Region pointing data
--- START ---

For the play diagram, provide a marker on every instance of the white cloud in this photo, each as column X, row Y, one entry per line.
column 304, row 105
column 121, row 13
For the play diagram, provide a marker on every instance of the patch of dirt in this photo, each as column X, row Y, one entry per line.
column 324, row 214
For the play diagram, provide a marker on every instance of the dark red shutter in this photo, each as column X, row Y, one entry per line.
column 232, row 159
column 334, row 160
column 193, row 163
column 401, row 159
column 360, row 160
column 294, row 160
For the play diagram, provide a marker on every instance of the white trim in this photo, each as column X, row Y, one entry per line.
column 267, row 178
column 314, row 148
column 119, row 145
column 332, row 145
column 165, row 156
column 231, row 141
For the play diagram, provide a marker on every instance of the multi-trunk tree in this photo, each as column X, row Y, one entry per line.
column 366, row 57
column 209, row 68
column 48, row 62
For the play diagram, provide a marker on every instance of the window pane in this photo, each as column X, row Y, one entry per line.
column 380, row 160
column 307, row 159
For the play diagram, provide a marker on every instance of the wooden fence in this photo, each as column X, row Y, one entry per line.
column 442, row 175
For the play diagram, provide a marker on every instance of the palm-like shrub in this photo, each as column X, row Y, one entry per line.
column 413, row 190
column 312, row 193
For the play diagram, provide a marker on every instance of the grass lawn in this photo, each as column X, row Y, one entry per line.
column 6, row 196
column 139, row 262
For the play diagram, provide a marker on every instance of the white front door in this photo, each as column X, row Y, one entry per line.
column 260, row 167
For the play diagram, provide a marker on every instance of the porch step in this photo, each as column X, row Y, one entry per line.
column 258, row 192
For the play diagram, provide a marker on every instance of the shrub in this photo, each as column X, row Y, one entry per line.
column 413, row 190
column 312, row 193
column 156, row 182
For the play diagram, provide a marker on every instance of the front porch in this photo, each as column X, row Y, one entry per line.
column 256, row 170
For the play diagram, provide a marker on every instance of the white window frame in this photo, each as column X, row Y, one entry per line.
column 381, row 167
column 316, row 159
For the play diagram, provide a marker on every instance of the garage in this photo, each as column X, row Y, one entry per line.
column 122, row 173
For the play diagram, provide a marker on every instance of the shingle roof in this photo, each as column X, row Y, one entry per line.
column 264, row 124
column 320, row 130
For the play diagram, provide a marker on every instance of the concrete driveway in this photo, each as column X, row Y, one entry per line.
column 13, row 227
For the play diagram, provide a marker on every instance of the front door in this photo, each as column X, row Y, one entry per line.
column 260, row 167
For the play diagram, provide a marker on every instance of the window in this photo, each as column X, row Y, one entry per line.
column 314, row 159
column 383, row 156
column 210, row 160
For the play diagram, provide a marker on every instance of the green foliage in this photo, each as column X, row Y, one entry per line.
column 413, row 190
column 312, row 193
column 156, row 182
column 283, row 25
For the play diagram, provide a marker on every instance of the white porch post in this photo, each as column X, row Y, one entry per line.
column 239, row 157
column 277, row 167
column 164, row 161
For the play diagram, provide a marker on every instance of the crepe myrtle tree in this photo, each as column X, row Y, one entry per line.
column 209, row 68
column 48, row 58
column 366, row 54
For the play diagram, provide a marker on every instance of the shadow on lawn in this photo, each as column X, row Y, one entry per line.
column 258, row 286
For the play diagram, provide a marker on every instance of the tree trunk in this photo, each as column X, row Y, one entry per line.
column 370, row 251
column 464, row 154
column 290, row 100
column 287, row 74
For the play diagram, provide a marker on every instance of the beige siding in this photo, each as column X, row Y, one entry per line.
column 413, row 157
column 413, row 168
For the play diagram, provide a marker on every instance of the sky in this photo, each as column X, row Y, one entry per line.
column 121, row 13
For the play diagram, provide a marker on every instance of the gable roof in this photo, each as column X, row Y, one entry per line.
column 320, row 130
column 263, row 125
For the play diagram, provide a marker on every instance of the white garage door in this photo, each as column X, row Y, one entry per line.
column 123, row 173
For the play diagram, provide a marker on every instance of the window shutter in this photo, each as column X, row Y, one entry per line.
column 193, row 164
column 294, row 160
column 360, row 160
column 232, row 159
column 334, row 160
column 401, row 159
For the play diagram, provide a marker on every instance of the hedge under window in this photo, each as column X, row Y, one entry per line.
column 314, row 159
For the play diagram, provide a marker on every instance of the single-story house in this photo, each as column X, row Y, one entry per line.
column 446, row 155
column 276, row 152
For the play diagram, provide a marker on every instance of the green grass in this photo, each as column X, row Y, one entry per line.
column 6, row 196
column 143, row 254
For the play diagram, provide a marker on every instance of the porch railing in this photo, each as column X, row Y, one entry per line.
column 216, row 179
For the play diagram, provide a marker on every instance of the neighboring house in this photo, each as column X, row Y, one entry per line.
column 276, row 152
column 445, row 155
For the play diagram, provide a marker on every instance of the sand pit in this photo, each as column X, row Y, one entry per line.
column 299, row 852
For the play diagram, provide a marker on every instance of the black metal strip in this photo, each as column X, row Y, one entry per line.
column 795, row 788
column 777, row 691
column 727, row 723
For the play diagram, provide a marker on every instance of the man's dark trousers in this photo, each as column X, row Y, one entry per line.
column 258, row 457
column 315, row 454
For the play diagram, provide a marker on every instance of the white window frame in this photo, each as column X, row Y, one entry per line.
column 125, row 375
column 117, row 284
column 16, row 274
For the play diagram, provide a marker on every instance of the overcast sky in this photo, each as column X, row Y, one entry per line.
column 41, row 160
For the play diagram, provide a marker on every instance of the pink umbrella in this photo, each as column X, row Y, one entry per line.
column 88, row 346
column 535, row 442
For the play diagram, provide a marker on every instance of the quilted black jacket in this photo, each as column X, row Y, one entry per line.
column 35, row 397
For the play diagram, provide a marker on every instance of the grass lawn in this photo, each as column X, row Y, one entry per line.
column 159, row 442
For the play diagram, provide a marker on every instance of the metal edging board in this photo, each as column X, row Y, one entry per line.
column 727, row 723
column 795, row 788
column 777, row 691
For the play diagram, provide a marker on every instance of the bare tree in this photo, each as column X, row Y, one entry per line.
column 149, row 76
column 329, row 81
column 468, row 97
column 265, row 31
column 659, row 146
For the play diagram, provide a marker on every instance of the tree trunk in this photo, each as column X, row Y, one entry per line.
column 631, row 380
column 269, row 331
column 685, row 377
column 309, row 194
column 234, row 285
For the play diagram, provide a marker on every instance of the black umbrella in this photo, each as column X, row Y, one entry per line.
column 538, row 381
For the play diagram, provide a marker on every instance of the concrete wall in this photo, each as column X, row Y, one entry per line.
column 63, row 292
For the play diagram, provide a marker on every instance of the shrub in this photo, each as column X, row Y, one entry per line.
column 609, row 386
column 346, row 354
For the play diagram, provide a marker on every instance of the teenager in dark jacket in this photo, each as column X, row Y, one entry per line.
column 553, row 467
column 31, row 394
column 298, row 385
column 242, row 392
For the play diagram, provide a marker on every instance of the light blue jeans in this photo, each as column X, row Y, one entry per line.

--- END ---

> [EXERCISE INSTRUCTIONS]: Restate all of the entries above precisely.

> [TASK RESULT]:
For the play diagram, provide a marker on every instance of the white cloud in this photo, each as column X, row Y, one entry per line.
column 304, row 105
column 121, row 13
For the play diagram, provide a marker on every instance of the patch of dirt in this photo, each as column X, row Y, one entry per line.
column 324, row 214
For the play diagram, provide a marker on every instance of the dark red shutter in this photo, each as column X, row Y, one entry per line.
column 232, row 159
column 334, row 160
column 193, row 163
column 401, row 159
column 360, row 160
column 294, row 160
For the play diagram, provide a marker on every instance of the white trim in this photo, each as column X, row Y, one entry per line.
column 267, row 178
column 314, row 148
column 119, row 145
column 332, row 145
column 165, row 156
column 231, row 141
For the play diagram, provide a marker on every instance of the multi-trunk tree in this photo, each as column X, row Y, one entry per line.
column 366, row 57
column 209, row 68
column 48, row 62
For the play diagram, provide a marker on every instance of the window pane in this photo, each as column X, row Y, one entry per line.
column 380, row 160
column 307, row 159
For the play diagram, provide a marker on every instance of the wooden fence in this photo, each as column X, row Y, one entry per line.
column 442, row 175
For the play diagram, provide a marker on every instance of the palm-like shrub in this photo, each as column X, row Y, one entry per line.
column 413, row 190
column 312, row 193
For the play diagram, provide a marker on every instance of the grass lawn in this photo, each as column X, row Y, one entry per line.
column 6, row 196
column 139, row 262
For the play diagram, provide a marker on every instance of the white front door in this photo, each as column X, row Y, one entry per line.
column 260, row 167
For the play diagram, provide a marker on every instance of the porch step in this photo, each as column X, row Y, one entry per line.
column 258, row 192
For the play diagram, provide a marker on every instance of the shrub in this photo, each as column X, row Y, one entry per line.
column 413, row 190
column 312, row 193
column 156, row 182
For the play diagram, provide a marker on every instance of the front porch in this photo, each as column X, row Y, one entry per line.
column 256, row 170
For the play diagram, provide a marker on every instance of the white window frame in this photo, each as column X, row Y, one entry per line.
column 381, row 167
column 316, row 159
For the play diagram, provide a marker on every instance of the garage in this photo, each as column X, row Y, one entry per line.
column 122, row 173
For the play diagram, provide a marker on every instance of the shingle roof in this photo, each as column X, row Y, one entry per line.
column 264, row 124
column 320, row 130
For the play diagram, provide a marker on every instance of the concrete driveway in this photo, each as column X, row Y, one entry per line.
column 13, row 227
For the play diagram, provide a marker on every instance of the front door in this photo, each as column X, row Y, one entry per line.
column 260, row 167
For the play diagram, provide a marker on every instance of the window in this photo, each as column X, row Y, one entry per line.
column 314, row 159
column 383, row 156
column 210, row 160
For the play diagram, provide a marker on every instance of the green foliage in this photo, each as column X, row Y, one entry per line.
column 413, row 190
column 312, row 193
column 156, row 182
column 283, row 25
For the play diagram, provide a marker on every instance of the white porch post in this photo, each as column X, row Y, one entry per line.
column 239, row 157
column 277, row 167
column 164, row 161
For the play diagram, provide a marker on every instance of the crepe myrtle tree in this photo, each as column X, row Y, one entry per line.
column 209, row 68
column 48, row 58
column 366, row 54
For the play diagram, provide a marker on every instance of the shadow on lawn in this photo, each as column X, row Y, one entry per line.
column 258, row 286
For the play diagram, provide a marker on every instance of the tree trunk in this photo, each as column X, row Y, one entry per line.
column 370, row 251
column 464, row 154
column 290, row 100
column 287, row 74
For the play diagram, provide a marker on every instance of the beige siding in this photo, each as column X, row Y, one entry per line.
column 413, row 157
column 413, row 168
For the play diagram, provide a marker on every instance of the sky in this photo, each as column X, row Y, one entry per line.
column 121, row 13
For the play diagram, provide a marker on every instance of the gable roof in this photo, each as column X, row Y, one entry per line.
column 320, row 130
column 263, row 125
For the play diagram, provide a marker on every instance of the white garage door in this photo, each as column X, row Y, one entry per line.
column 123, row 173
For the play diagram, provide a marker on every instance of the window shutter in this photo, each as column X, row Y, one entry per line.
column 193, row 164
column 294, row 160
column 360, row 160
column 232, row 159
column 334, row 160
column 401, row 159
For the play diagram, provide a marker on every instance of the hedge under window in this photo, each as column X, row Y, one entry per line.
column 314, row 159
For the play diagram, provide a marker on every instance of the single-story house in this photo, each as column X, row Y, one entry per line.
column 446, row 155
column 276, row 152
For the play diagram, provide a marker on every instance of the green grass in this photo, each as column X, row Y, one entry per line.
column 6, row 196
column 143, row 254
For the play diagram, provide a marker on every instance of the porch railing in this photo, each as column X, row Y, one entry per line.
column 216, row 179
For the play diagram, provide a marker on every instance of the neighboring house in this photo, each as column X, row Y, one entry per line.
column 276, row 152
column 445, row 155
For the play diagram, provide a marker on every instance of the sand pit in this photo, each as column X, row Y, one entry per line.
column 299, row 852
For the play diagram, provide a marker on every instance of the black metal strip in this photo, each as column X, row Y, one entry per line.
column 795, row 788
column 777, row 691
column 727, row 723
For the play diagram, provide a marker on every instance of the man's dark trousers in this photo, each as column X, row Y, one entry per line.
column 258, row 457
column 315, row 454
For the play diagram, provide a marker on every instance of the white window frame in this photo, each as column X, row Y, one entry per line.
column 125, row 375
column 117, row 284
column 16, row 274
For the play diagram, provide a marker on every instance of the overcast sky in this photo, each as column X, row Y, one entry per line.
column 41, row 160
For the play diagram, provide a marker on every instance of the pink umbrella in this photo, each as column X, row Y, one entry per line.
column 88, row 346
column 535, row 442
For the play diagram, provide a marker on every instance of the quilted black jacket in this photo, each as column X, row Y, one entry per line.
column 35, row 397
For the play diagram, provide a marker on every instance of the grass lawn in this photo, each as column X, row Y, one entry per line.
column 159, row 442
For the play diagram, provide a marker on every instance of the metal edging board in this photo, each as column X, row Y, one entry per line.
column 727, row 723
column 795, row 788
column 777, row 691
For the play diagram, provide a marker on every instance of the bare tree in this photo, each as column X, row Y, one entry per line.
column 149, row 76
column 329, row 81
column 468, row 97
column 265, row 31
column 659, row 146
For the play diagram, provide a marker on every instance of the tree trunk in this photo, each as column X, row Y, one entry per line.
column 631, row 380
column 269, row 331
column 685, row 377
column 309, row 194
column 234, row 285
For the play diagram, provide a marker on every instance of the black umbrella in this photo, each as column X, row Y, one entry per line.
column 538, row 381
For the play diagram, provide a marker on every instance of the concrete wall in this photo, each as column X, row Y, one entry per line.
column 63, row 292
For the play diagram, provide a marker on every instance of the shrub in this photo, each as column X, row Y, one entry per line.
column 609, row 386
column 346, row 354
For the play diagram, provide a marker on every instance of the teenager in dark jacket in this photo, each as column X, row Y, one entry per line.
column 553, row 467
column 31, row 394
column 298, row 385
column 242, row 392
For the play diagram, provide a marker on every instance of the light blue jeans in this photo, each as column X, row Y, one entry per line.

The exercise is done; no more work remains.